Point localization data:

_ _ _ _ _

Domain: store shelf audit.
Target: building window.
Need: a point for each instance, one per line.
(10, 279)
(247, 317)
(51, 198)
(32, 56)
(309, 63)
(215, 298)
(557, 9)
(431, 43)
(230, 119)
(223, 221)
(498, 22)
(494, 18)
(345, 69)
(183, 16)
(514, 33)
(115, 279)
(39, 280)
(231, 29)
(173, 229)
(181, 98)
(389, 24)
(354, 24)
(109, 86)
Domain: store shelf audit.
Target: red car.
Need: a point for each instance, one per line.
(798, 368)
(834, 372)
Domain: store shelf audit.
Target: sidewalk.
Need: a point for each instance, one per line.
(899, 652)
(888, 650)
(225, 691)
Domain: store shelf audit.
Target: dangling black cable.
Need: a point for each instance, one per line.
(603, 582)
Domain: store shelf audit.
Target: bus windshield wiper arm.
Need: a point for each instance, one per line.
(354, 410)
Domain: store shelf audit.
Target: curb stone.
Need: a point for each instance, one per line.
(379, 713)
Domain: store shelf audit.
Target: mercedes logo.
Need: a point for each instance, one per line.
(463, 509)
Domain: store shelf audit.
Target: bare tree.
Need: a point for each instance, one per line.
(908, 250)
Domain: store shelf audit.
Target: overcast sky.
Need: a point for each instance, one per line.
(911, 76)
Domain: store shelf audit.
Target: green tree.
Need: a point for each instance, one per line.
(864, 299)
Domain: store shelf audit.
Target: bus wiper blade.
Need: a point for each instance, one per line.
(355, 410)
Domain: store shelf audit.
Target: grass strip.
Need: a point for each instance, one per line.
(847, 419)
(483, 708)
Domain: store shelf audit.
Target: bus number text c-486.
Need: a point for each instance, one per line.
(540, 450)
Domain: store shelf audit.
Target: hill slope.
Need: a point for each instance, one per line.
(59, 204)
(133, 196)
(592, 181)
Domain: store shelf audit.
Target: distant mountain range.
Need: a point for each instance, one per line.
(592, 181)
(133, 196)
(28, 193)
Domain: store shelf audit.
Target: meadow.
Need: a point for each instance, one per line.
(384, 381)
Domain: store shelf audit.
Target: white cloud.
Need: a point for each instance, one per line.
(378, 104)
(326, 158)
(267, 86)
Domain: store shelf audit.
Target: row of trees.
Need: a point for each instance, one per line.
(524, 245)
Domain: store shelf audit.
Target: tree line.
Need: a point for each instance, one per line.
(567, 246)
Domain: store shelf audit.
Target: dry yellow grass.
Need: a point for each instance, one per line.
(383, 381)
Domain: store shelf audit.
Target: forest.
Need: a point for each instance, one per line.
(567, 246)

_ _ _ _ _

**DESCRIPTION OF THE TASK**
Provide the number of lines in the entries above on which the string "wiper" is found, and no other text.

**REPLY**
2